TASK STATEMENT —
Return the data below, unchanged.

SOURCE DATA —
□ □ □ □
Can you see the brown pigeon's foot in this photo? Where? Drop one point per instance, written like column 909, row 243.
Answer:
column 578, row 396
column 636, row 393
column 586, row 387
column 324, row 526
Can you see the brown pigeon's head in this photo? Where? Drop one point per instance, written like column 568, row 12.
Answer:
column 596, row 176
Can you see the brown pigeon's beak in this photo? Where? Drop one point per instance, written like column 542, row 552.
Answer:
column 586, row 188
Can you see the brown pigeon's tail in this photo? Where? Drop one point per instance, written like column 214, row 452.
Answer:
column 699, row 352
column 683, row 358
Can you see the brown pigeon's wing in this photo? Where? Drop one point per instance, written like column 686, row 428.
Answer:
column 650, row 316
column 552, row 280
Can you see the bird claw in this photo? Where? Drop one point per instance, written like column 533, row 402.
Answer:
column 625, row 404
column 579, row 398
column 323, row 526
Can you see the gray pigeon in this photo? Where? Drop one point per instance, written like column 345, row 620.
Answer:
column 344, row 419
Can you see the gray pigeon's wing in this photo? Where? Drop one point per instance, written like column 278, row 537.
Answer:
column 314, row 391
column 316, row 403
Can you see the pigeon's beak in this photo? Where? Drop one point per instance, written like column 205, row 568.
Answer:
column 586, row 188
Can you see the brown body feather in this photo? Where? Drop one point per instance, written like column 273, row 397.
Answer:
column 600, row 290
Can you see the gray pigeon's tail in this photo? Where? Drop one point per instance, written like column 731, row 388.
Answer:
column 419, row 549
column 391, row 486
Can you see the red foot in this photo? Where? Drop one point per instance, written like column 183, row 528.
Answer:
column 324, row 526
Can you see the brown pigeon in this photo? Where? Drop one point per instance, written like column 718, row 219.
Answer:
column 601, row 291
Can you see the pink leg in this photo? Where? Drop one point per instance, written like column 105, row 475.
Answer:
□ □ □ □
EXERCISE RESPONSE —
Can you see the brown pigeon's foot in this photo? Where? Drop one point per instance, written like column 909, row 243.
Answer:
column 578, row 396
column 636, row 393
column 586, row 387
column 324, row 526
Can you see the brown pigeon's head in this photo? Where? Drop one point per instance, written like column 568, row 12.
Answer:
column 596, row 176
Can you see the brown pigeon's beak in this photo? Where? Drop one point per instance, written like column 542, row 552.
Answer:
column 586, row 188
Can you see the brown pigeon's tail in this photo? Where? Drop one point per instance, written like column 214, row 452.
Answer:
column 699, row 352
column 683, row 358
Can you see the brown pigeon's wing in this photo? Where? Drop one point per instance, written like column 686, row 428.
Answer:
column 650, row 316
column 552, row 280
Can you see the bird claw in this photo? Where? Drop one point per instance, written like column 533, row 402.
Answer:
column 625, row 404
column 579, row 398
column 323, row 526
Can you see the gray pigeon in this photo? Where? Drop one point per instance, written like column 345, row 620.
Answer:
column 344, row 419
Can you see the gray pigeon's wing in this photo? Where? Drop one point per instance, written like column 278, row 537.
Answer:
column 314, row 391
column 316, row 403
Can you see the pigeon's beak in this photo? Where? Drop one point per instance, written like column 205, row 568.
Answer:
column 586, row 188
Can you see the brown body feather in this photo? Where? Drop one point per instance, written like column 273, row 397.
Answer:
column 600, row 290
Can you see the gray pigeon's tail in this photo? Where? Drop one point per instance, written like column 731, row 388.
Answer:
column 419, row 549
column 391, row 486
Can you see the red foot in this photo? Where? Drop one point per instance, written like column 183, row 528.
Answer:
column 324, row 526
Can you see the brown pigeon in this photo? Where? Drop one point per instance, written like column 718, row 219.
Answer:
column 601, row 291
Can you see the pink leg in this photo? Where? Drop one point per instance, written like column 105, row 475.
Answer:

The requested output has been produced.